Excerpts from a dataset
*** Block opens ***

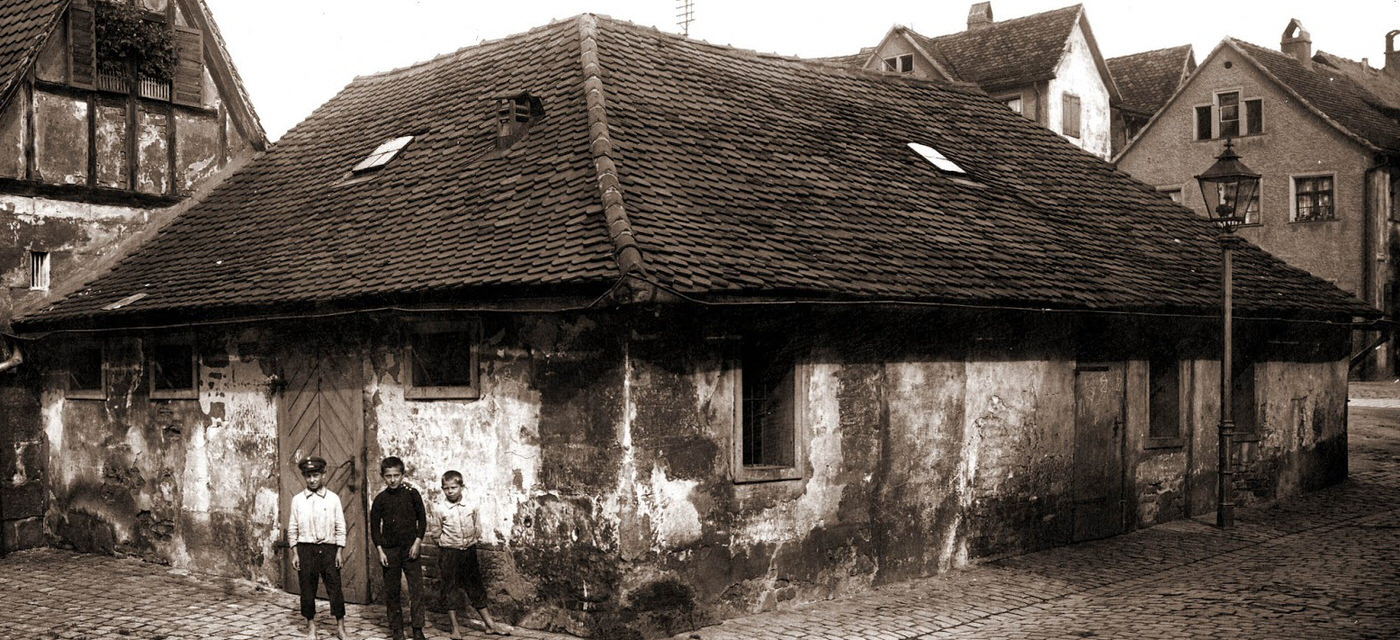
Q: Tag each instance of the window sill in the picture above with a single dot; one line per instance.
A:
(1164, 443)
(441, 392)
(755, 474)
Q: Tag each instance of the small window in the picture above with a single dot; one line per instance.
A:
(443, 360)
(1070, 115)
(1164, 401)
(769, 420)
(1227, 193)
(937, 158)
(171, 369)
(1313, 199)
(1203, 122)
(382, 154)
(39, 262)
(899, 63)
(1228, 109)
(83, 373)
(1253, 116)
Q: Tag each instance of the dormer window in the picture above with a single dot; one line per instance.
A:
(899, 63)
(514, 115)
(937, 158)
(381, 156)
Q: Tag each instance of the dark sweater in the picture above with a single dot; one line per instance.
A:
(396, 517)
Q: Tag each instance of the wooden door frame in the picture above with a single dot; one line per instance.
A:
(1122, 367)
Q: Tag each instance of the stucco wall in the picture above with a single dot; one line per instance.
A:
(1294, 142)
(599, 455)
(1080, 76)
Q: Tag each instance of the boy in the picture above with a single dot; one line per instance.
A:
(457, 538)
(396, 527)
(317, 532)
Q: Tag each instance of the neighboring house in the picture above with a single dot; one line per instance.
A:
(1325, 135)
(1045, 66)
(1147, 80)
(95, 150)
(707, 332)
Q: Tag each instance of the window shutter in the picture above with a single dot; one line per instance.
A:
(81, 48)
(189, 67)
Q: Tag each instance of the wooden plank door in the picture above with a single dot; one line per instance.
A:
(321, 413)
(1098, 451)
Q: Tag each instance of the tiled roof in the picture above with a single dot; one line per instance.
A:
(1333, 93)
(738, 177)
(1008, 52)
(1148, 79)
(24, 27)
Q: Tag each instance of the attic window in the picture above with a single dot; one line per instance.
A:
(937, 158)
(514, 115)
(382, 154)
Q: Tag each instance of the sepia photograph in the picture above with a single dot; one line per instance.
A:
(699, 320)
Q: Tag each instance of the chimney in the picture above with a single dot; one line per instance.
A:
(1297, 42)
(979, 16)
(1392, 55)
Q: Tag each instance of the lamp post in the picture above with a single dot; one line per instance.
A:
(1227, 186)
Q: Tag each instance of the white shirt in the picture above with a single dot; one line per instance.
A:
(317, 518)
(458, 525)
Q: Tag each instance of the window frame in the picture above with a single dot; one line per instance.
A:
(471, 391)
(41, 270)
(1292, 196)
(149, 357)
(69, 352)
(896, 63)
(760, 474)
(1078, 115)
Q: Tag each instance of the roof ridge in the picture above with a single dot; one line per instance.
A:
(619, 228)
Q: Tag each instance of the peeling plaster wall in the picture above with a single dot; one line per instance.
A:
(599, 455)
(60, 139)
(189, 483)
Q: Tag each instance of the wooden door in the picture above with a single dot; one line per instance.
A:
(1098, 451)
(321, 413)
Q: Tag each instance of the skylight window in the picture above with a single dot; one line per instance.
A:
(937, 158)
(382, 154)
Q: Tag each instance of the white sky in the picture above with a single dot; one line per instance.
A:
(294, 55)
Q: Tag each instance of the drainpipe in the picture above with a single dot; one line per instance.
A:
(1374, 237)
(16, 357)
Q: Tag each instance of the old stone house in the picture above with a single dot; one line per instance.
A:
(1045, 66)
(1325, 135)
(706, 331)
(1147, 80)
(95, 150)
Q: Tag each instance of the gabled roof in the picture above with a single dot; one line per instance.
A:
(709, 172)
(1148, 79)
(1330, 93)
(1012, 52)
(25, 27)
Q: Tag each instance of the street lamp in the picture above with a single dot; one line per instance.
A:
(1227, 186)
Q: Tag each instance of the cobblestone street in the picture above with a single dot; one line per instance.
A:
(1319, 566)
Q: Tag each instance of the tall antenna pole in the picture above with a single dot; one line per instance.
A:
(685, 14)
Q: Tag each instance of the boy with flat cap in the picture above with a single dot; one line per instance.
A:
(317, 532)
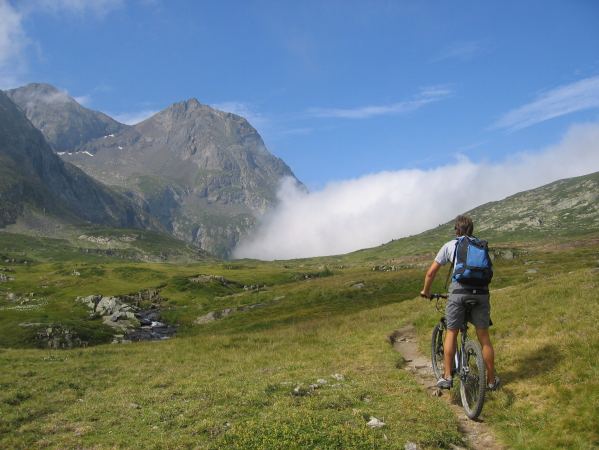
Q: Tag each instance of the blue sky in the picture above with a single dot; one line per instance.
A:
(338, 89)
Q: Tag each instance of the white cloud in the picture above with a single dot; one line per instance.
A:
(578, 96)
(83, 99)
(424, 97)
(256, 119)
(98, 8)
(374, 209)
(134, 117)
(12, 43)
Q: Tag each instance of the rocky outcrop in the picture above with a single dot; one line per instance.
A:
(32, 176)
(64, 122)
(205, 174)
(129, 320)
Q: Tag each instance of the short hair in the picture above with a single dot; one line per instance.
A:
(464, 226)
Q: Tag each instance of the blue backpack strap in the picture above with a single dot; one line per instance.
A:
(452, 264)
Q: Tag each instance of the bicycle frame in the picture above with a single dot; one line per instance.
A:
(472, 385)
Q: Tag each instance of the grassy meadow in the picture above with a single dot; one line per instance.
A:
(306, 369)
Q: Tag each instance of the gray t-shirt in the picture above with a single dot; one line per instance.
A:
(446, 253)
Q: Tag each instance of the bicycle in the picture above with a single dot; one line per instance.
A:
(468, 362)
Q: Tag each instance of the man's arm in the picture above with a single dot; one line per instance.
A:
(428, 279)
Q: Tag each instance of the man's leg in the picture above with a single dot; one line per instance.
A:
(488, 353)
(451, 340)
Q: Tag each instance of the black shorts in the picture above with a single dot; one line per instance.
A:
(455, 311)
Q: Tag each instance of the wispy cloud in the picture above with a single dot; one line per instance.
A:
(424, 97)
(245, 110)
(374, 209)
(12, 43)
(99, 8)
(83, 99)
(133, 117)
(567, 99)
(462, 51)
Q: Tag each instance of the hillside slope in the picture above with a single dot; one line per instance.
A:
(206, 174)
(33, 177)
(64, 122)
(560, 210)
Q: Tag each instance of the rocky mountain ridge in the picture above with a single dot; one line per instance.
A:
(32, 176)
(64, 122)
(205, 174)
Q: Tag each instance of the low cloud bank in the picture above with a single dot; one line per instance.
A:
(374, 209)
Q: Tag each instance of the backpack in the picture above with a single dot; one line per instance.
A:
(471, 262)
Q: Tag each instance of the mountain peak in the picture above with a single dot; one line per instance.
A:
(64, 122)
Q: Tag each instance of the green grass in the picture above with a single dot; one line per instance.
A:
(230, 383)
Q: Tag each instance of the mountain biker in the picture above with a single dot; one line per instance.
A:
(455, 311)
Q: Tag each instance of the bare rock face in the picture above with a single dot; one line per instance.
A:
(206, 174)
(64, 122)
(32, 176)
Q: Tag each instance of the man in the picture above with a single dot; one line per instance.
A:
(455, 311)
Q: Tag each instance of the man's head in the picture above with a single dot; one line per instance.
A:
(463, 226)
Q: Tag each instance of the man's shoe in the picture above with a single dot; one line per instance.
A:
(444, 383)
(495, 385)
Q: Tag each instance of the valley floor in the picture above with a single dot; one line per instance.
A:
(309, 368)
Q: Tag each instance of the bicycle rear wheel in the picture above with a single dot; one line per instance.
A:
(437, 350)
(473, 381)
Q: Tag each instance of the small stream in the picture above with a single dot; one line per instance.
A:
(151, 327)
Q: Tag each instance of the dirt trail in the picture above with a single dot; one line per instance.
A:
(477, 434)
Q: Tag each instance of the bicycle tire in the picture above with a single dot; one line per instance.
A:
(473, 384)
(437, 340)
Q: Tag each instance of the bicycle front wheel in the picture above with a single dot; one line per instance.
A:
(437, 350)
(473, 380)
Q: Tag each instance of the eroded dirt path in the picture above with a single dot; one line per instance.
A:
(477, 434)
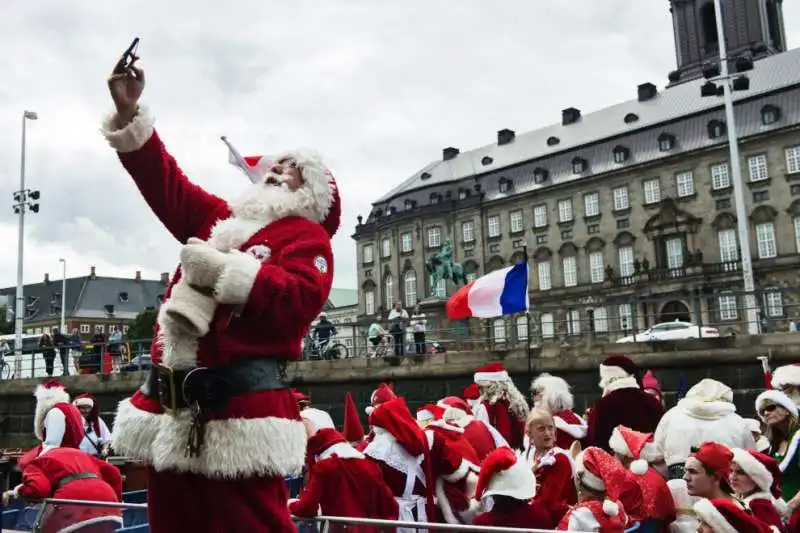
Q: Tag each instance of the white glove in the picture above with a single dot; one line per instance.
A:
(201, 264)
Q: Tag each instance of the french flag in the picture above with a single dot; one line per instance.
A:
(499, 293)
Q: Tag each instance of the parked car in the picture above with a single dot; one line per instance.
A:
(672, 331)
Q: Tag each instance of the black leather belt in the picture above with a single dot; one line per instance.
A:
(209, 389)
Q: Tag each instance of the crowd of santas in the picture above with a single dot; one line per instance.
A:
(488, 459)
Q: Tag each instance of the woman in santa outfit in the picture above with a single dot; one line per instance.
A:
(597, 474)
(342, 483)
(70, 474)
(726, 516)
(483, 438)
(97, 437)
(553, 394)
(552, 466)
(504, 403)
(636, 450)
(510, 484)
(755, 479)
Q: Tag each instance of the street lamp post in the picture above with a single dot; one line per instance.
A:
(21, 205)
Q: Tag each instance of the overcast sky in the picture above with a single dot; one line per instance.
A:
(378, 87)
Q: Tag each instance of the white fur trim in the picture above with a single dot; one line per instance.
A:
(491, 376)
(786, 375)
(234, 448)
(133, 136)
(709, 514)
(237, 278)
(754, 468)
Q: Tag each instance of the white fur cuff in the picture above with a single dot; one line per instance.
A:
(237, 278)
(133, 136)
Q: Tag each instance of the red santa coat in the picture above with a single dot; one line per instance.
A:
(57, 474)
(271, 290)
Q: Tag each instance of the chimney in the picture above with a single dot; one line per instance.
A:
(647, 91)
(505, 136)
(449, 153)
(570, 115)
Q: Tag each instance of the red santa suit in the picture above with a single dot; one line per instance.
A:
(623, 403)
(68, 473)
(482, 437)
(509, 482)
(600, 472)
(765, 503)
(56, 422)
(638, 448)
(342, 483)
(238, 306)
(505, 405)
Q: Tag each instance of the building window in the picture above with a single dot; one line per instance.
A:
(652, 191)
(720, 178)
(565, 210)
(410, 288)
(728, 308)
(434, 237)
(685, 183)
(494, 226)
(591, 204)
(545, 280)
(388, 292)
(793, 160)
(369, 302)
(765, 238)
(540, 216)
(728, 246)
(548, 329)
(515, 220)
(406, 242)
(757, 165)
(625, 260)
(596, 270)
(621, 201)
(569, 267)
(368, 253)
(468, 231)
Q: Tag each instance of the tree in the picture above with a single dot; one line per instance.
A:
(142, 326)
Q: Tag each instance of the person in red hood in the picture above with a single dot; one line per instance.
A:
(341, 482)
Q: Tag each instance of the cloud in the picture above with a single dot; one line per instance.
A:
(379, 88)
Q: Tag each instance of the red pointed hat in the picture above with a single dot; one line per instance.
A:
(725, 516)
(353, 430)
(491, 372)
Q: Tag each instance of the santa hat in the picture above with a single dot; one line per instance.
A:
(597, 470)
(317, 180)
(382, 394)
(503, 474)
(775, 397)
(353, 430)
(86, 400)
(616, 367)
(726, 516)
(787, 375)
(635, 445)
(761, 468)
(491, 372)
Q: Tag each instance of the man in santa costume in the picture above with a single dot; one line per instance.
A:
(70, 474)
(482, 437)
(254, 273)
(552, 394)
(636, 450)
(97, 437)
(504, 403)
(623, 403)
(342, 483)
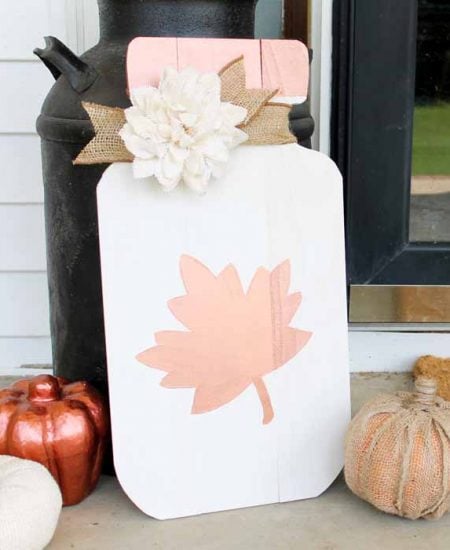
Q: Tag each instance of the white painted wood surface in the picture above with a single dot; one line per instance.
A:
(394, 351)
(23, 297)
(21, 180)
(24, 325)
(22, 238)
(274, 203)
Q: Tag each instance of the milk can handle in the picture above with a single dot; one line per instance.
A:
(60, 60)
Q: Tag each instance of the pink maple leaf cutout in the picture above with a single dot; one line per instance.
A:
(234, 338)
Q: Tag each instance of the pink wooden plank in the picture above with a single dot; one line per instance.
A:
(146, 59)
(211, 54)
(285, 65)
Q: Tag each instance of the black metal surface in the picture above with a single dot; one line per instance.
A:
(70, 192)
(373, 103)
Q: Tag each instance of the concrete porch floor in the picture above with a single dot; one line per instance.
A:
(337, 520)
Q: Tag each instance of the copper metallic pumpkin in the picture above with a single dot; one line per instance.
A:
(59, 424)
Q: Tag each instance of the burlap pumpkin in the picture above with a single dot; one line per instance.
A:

*** Block closes ***

§ **Task prompt**:
For the records above, how many lines contain the word "bicycle"? Reply with the number only.

§ **Answer to the problem**:
5